● **What to work on**
The goal is an unaltered copy of the records below, minus any images.
Data provided Start Marker
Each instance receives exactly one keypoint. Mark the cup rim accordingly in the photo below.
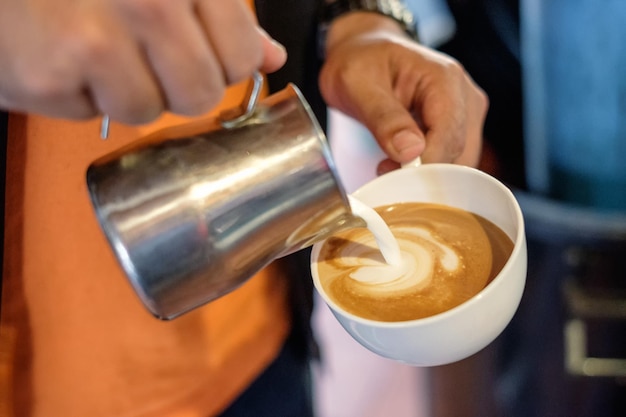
(519, 243)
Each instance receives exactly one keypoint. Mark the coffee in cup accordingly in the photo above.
(448, 255)
(456, 332)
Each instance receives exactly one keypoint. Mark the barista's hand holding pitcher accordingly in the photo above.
(129, 59)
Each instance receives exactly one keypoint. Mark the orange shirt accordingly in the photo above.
(75, 340)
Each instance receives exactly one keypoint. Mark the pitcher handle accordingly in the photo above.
(227, 119)
(234, 117)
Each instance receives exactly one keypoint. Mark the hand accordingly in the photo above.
(129, 59)
(414, 100)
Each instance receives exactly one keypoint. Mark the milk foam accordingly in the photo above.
(384, 238)
(404, 263)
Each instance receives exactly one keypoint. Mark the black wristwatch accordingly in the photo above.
(394, 9)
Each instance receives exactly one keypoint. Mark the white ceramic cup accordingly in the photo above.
(463, 330)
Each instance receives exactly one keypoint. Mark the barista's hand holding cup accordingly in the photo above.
(460, 274)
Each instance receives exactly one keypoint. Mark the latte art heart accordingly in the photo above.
(447, 256)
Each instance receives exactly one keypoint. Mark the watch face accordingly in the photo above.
(394, 9)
Data provided End Marker
● **Solution to this problem**
Each instance receives exactly one keypoint. Mark the cup rim accordingly in the photo below.
(519, 243)
Each instance receives exactly one keypoint. Mark the coffee in cup accordingly in the photo above.
(448, 255)
(456, 332)
Each instance receives exactly one keypoint. Mark the barista's hand holding pitcher accordingly in the photo above.
(129, 59)
Each instance receives exactly one keypoint. Mark the orange shirt accordingly in the photo above.
(75, 340)
Each instance receives exactly one keypoint. Mark the pitcher handle accordingly in the photo above.
(227, 119)
(234, 117)
Each instance receives exactly one keypoint. Mark the hand accordingly in the photo above.
(129, 59)
(414, 100)
Each instance receives exactly one keypoint. Mark the milk foam accordingly in the photo above.
(384, 238)
(404, 263)
Each instance receives exactly one keypoint. Mark the black wristwatch accordingly in the photo above.
(394, 9)
Each instance receives exactly one keypoint. Mark the white ceramic cup accordingly in the photo above.
(463, 330)
Each instance receives exactly one keypoint. Mark the barista's hand holding cup accordingly in the photo above.
(460, 274)
Each instance receives exactly one keypoint. Mark the latte art heart accordingly in the photo above.
(447, 256)
Each instance receives exactly one keypoint. Mark the watch face accordingly in the photo above.
(394, 9)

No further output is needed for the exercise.